## STATED TASK
Could you reproduce these records line for line, with no changes?

## Point annotation records

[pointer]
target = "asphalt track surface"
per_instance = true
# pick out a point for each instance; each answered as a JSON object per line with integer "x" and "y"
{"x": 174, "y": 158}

## TASK ANSWER
[pointer]
target = "asphalt track surface"
per_instance = true
# pick out a point for each instance; each answered as a JSON object per line with integer "x" and "y"
{"x": 174, "y": 158}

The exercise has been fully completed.